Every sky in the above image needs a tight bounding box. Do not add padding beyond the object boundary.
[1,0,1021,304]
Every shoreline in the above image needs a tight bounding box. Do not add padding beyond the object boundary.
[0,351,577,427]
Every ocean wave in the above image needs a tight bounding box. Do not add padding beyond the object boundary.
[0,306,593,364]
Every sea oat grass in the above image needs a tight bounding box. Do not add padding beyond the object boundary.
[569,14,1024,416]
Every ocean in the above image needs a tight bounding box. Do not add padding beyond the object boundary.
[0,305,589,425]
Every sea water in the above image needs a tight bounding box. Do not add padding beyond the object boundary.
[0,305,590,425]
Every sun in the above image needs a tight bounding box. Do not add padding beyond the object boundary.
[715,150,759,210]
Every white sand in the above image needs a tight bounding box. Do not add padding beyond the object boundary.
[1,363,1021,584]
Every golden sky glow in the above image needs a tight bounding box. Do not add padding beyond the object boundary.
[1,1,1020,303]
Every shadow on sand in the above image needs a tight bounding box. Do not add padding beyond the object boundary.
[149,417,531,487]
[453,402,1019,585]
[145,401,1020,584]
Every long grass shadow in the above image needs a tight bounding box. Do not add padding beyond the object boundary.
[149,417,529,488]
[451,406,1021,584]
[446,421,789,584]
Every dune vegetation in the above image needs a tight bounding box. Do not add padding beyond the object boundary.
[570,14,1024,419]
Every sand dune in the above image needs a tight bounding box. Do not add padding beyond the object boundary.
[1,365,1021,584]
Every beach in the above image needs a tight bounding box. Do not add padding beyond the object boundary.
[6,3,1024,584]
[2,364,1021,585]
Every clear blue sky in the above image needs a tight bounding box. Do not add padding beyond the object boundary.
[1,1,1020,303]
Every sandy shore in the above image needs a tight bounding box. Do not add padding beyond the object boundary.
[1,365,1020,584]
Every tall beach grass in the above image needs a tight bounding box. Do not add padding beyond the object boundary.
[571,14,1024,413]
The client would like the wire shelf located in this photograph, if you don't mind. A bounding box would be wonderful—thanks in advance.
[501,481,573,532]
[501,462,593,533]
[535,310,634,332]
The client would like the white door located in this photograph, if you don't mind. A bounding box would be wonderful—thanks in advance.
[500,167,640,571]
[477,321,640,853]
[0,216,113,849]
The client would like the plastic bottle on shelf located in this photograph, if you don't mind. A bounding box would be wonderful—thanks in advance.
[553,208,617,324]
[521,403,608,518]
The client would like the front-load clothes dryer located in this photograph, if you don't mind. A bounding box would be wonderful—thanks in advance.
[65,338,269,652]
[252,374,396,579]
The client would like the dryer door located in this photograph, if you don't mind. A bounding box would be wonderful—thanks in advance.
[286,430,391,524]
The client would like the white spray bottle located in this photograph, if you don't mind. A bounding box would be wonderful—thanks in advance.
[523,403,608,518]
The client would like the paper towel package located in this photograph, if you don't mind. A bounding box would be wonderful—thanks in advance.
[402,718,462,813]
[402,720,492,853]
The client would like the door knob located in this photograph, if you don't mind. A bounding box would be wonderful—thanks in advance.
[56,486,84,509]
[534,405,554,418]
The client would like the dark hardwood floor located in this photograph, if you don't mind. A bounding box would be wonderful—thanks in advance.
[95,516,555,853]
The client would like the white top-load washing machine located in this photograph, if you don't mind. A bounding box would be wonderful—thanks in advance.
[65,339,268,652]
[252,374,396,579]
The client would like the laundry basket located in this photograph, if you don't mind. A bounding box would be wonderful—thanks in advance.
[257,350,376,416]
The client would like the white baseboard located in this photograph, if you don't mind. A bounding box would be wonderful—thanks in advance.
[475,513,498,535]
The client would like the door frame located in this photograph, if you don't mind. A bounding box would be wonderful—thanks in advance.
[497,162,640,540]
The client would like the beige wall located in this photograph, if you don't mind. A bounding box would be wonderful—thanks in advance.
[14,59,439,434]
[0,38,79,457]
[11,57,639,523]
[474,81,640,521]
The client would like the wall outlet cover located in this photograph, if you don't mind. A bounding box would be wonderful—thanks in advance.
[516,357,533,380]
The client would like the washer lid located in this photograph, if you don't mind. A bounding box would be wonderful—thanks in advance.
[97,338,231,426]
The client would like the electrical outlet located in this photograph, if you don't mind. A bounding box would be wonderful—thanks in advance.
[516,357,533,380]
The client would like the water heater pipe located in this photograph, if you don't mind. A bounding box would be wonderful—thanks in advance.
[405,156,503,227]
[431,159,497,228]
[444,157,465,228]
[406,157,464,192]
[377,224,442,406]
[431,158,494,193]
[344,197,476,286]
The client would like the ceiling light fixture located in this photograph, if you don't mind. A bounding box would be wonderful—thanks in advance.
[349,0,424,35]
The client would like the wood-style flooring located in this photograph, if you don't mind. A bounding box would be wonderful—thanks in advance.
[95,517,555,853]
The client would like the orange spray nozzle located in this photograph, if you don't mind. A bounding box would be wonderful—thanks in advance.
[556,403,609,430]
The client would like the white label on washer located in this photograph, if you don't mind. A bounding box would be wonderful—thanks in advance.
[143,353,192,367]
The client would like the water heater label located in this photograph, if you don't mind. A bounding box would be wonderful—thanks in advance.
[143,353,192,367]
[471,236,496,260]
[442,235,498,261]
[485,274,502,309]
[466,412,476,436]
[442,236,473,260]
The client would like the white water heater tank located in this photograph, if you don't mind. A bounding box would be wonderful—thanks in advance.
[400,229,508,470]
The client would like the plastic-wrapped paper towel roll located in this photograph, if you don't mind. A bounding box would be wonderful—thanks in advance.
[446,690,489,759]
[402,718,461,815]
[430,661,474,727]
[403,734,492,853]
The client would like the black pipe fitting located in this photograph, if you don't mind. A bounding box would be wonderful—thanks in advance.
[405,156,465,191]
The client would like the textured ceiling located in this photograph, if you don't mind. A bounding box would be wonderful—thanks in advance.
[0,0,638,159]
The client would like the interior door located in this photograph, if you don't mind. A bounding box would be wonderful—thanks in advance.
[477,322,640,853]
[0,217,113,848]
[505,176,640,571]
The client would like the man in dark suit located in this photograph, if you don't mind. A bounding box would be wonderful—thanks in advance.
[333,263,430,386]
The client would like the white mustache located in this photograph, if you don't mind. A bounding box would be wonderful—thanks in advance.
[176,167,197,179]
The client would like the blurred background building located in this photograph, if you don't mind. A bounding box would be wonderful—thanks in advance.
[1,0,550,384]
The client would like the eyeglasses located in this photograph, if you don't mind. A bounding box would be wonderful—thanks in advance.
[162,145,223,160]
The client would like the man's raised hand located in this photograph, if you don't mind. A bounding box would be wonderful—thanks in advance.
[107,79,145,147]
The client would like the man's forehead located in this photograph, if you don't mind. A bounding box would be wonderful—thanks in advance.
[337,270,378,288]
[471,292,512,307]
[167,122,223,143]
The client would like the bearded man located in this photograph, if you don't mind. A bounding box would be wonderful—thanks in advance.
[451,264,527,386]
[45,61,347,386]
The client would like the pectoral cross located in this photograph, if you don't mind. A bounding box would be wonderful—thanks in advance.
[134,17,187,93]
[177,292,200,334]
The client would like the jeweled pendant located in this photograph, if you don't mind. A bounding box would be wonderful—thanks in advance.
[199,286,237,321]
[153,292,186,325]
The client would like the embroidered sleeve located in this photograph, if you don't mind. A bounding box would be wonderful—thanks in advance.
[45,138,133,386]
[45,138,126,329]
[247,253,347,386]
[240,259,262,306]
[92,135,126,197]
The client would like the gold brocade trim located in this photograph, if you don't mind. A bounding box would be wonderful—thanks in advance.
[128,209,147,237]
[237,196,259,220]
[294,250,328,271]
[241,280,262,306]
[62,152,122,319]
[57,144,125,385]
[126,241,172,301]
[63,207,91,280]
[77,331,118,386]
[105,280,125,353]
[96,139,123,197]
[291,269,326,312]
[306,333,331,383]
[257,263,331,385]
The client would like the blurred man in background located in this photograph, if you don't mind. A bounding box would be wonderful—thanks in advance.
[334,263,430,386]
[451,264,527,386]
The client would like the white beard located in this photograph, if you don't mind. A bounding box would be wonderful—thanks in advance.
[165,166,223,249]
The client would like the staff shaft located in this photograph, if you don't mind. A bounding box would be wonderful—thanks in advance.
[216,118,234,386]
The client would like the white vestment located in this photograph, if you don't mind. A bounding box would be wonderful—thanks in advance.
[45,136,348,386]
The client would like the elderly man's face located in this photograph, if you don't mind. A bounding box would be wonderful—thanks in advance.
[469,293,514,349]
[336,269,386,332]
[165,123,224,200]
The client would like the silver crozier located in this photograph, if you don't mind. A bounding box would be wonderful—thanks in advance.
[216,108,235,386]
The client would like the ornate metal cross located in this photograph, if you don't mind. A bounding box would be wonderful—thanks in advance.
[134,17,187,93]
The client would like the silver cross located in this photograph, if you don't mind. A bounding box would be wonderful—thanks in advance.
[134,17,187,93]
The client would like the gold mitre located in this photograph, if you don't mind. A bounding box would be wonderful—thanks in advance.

[Problem requirements]
Repeat exactly the lines from the line containing "The client would like the white vestment" through the last line of the records above, including both, and nothing else.

[Solution for this task]
The client would like the white vestment located in this photograph, if you don't mind. A bounding box would be wonderful—thanks in advance.
[45,136,348,386]
The client would like the elderly man's face located in this photograph, if you don't mind. A bounding box would be wonderful—thanks in advance.
[469,293,514,349]
[336,269,386,332]
[165,123,224,200]
The client would like the silver crozier located in this photograph, if you don't mind. A bounding box would be wonderful—thanks in advance.
[216,108,235,386]
The client would like the ornate metal cross located in this photograph, if you don't mind. A bounding box would be wonderful—thanks in advance.
[134,17,187,93]
The client would like the silver cross located in this photograph, if you don't mind. A bounding box would be wonderful—thanks in advance.
[134,17,187,93]
The client would like the gold mitre located in this photograph, if you don't mind. A bounding box would be wonderful—thanks in advance.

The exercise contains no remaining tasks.